### What is needed
Transcribe the material below exactly as it appears.

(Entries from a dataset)
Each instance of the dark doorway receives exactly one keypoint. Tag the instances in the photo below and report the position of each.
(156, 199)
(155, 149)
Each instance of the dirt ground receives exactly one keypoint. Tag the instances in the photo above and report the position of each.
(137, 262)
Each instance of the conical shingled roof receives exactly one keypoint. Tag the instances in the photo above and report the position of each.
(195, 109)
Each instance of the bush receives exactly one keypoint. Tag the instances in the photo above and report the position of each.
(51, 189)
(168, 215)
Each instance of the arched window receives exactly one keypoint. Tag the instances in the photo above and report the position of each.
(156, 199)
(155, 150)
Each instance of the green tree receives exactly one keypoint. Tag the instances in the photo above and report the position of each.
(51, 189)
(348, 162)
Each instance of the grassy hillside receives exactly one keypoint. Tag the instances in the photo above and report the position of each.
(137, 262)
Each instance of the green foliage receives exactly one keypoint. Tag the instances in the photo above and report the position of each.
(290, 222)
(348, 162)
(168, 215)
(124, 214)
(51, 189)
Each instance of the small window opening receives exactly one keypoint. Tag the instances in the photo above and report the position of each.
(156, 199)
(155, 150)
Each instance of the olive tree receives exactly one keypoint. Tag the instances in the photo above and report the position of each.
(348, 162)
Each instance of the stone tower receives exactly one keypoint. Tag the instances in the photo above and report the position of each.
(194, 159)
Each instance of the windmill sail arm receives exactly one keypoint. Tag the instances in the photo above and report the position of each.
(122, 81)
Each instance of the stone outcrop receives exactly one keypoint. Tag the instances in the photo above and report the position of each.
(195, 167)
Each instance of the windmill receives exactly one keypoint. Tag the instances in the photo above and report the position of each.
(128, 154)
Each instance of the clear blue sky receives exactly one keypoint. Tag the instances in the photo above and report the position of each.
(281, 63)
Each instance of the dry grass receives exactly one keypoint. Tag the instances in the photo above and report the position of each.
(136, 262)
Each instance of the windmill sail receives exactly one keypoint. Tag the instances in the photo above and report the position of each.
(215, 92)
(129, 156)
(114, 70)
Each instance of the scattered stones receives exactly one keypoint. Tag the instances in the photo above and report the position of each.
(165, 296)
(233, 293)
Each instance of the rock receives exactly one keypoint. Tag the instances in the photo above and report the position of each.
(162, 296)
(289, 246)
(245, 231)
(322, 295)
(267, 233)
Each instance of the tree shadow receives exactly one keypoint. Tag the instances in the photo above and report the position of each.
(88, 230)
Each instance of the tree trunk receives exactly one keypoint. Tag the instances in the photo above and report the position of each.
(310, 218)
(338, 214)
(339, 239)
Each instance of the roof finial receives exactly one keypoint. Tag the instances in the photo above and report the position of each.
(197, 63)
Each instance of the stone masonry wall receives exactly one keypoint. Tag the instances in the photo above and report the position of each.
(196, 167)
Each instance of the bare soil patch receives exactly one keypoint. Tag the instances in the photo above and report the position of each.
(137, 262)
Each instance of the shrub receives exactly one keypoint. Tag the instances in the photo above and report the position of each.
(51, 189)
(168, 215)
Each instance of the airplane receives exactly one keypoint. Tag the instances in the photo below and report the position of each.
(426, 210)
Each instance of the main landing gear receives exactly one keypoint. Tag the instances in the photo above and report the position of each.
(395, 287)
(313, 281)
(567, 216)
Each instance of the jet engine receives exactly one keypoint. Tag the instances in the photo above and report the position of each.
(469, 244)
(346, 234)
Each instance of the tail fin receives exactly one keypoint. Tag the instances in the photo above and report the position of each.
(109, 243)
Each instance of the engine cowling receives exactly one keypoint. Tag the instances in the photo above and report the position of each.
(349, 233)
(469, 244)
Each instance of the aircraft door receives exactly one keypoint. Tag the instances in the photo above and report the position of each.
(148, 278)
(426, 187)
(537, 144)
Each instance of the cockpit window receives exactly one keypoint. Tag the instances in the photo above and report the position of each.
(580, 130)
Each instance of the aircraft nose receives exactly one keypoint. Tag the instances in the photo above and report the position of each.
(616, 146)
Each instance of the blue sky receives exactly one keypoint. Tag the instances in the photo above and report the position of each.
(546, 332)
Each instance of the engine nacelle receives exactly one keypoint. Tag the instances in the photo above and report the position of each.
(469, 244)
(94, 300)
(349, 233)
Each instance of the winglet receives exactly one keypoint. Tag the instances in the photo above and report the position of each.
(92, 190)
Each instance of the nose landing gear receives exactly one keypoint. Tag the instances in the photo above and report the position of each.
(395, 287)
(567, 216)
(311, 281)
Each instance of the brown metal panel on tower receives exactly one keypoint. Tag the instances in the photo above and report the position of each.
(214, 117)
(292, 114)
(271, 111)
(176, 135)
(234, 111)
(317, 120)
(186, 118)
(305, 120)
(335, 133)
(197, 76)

### Worked solution
Each instance of the dark doorway receives exactly one keypoint. Tag the instances in the photo below and report the position of each.
(156, 199)
(155, 149)
Each instance of the dirt ground receives exactly one keypoint. Tag the instances in the photo above and report the position of each.
(137, 262)
Each instance of the conical shingled roof receives exactly one keypoint. Tag the instances in the photo above and report the position of each.
(195, 109)
Each instance of the bush receives exactly one keypoint. Tag the instances in the photo above and report the position of each.
(51, 189)
(168, 215)
Each instance of the arched window receives exactly one keypoint. Tag the instances in the photo above and report the position of each.
(156, 199)
(155, 150)
Each instance of the green tree receives exactly one keypoint. Tag the instances in the photo above and report the position of each.
(51, 189)
(348, 162)
Each instance of the grassy hillside receives exactly one keypoint. Tag the instances in the photo above and report the position of each.
(137, 262)
Each instance of the green foliage receives exactly one keypoint. Tag the instances in the photo above and report the position of each.
(290, 222)
(348, 162)
(168, 215)
(124, 214)
(51, 189)
Each instance of the small window opening receives exactly one keypoint. Tag the instances in the photo above and report the position of each.
(156, 199)
(155, 150)
Each instance of the olive tree receives exactly one keypoint. Tag the instances in the photo above and report the position of each.
(348, 162)
Each instance of the stone tower receives exactly one keypoint. Tag the instances in the photo above and report the position of each.
(194, 159)
Each instance of the windmill sail arm receives exactly one keypoint. Tag the instances in the photo above and report the position of each.
(122, 81)
Each instance of the stone outcrop receives exactly one keypoint. Tag the instances in the photo above and report the position of each.
(195, 167)
Each instance of the windmill receives exactly one keypoint. Tag the instances in the photo above and report the position of each.
(128, 154)
Each instance of the clear blue sky receives exactly one keypoint. Tag the instances in the photo above and report the position of each.
(281, 63)
Each instance of the dry grass receives exactly one keypoint. Tag the instances in the photo above and report the position of each.
(136, 262)
Each instance of the windmill sail receives exactly one keypoint. Tag the instances in the photo above and report the position of each.
(215, 92)
(129, 156)
(114, 70)
Each instance of the scattered stones receives exactly one keypoint. Tag the instances in the photo above and report the position of each.
(165, 296)
(233, 293)
Each instance of the rock receives exactly one keypoint. Tag the instances in the photo above and report the position of each.
(162, 296)
(289, 246)
(245, 231)
(322, 295)
(267, 233)
Each instance of the tree shadow receives exactly one keypoint. Tag the instances in the photo above and report the position of each.
(88, 230)
Each instance of the tree trunk receives exactly one keypoint. Tag the instances in the photo above and report the position of each.
(310, 218)
(338, 214)
(339, 239)
Each instance of the roof finial receives exactly one keypoint. Tag the instances in the photo above and report the position of each.
(197, 63)
Each instance of the stone masonry wall receives exactly one keypoint. Tag the instances in the photo above and report the position of each.
(196, 167)
Each instance of the bare soil patch receives exactly one keypoint. Tag the instances in the photo above and report the position of each.
(137, 262)
Each instance of the shrub receives exactly one keypoint. Tag the instances in the photo above and report the position of each.
(51, 189)
(168, 215)
Each instance of the airplane receives exactly one keypoint. Tag the instances in the photo below and report the position of each.
(426, 210)
Each instance of the main landing gear receives exactly one keypoint. Tag the instances in the photo above and report the position of each.
(395, 287)
(313, 281)
(567, 216)
Each instance of the jet engine receives exactly one keypoint. Tag the instances in the photo above and report the position of each.
(469, 244)
(346, 234)
Each instance of the tail fin receives exactly one keypoint. Tag the instances in the photo above and report the position of each.
(109, 243)
Each instance of the engine cowling receives exactly one keypoint. Tag the instances in the photo above and report the position of each.
(349, 233)
(469, 244)
Each instance of the aircraft door receives exactly one keypoint. Tag the instances in the photo above and report the position of each.
(148, 278)
(426, 187)
(537, 144)
Each instance of the cockpit window receives exactly one keypoint. Tag the instances in the photo above and report the position of each.
(580, 130)
Each instance of the aircraft nose receives exactly one keypoint. Tag the instances in the photo above and report the position of each.
(616, 146)
Each instance of the blue sky receives exactly one keypoint. Tag the instances in the photo above and report the position of each.
(546, 332)
Each instance of the engine nacelle receives exactly one keypoint. Tag the instances in the photo above and report the position of each.
(469, 244)
(94, 300)
(349, 233)
Each instance of the winglet receives exactly one keypoint. Tag the instances in the photo above and report the position of each.
(92, 190)
Each instance of the nose landing gear receives exactly one keypoint. Tag the instances in the photo above and report the position of each.
(395, 287)
(567, 216)
(311, 281)
Each instance of the brown metal panel on tower receives exactly one keypoint. Tag the instances in the photo above and report the position of each.
(214, 117)
(292, 114)
(271, 111)
(176, 135)
(234, 111)
(317, 120)
(186, 118)
(305, 120)
(335, 133)
(197, 76)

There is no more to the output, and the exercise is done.